The task calls for each line of the records below in which the word "grass" appears.

[[ SOURCE INFORMATION, beginning ]]

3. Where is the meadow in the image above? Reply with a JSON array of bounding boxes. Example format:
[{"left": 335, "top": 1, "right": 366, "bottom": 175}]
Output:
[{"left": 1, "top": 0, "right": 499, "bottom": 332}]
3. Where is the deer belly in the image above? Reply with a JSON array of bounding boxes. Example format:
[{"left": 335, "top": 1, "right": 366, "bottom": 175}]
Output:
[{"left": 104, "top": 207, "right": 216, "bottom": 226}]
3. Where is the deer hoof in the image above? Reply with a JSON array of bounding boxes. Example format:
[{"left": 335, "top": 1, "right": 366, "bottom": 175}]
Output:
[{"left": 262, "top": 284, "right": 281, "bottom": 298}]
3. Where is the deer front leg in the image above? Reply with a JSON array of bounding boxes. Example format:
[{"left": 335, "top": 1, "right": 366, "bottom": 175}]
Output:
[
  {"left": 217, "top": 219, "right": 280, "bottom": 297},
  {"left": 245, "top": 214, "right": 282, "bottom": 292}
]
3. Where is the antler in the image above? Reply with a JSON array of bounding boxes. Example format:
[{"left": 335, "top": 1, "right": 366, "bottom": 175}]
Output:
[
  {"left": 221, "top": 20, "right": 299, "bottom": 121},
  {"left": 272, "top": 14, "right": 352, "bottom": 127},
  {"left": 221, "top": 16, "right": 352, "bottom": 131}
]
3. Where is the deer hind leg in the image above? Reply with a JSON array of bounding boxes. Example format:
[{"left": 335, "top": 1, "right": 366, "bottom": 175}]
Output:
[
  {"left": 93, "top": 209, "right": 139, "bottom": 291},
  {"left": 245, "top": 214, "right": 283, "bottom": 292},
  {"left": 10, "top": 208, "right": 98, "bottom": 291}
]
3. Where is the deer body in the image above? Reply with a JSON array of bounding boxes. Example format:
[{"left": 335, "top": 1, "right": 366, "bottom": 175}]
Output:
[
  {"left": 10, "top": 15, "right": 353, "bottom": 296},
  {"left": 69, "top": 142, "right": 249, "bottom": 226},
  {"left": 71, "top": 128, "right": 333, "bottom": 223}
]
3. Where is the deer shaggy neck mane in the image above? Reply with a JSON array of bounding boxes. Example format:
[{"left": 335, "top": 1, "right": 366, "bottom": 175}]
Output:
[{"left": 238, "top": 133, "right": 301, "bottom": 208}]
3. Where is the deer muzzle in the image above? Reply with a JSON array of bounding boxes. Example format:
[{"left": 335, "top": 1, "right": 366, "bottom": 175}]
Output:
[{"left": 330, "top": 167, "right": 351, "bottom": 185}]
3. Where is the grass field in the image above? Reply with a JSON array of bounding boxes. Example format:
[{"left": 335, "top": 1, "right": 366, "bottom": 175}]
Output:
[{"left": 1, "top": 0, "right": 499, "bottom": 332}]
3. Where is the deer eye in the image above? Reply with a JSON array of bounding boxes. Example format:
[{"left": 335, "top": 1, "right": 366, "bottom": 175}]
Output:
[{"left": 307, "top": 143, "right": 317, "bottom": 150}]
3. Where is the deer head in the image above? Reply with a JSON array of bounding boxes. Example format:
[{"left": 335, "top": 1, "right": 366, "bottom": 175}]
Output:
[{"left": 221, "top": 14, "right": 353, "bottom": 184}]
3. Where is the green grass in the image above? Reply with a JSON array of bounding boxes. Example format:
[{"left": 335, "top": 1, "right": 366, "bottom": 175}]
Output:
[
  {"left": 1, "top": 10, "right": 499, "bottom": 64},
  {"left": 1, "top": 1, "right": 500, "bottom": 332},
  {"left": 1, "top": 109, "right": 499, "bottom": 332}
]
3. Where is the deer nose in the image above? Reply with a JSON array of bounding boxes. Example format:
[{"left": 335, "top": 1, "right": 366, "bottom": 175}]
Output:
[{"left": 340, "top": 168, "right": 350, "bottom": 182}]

[[ SOURCE INFORMATION, end ]]

• [OUTPUT OF THE TASK]
3. Where is the grass field in the image above? Reply with a JSON array of bounding boxes. Example format:
3. Where is the green grass in the image above? Reply with a JSON array of bounding boxes. Example format:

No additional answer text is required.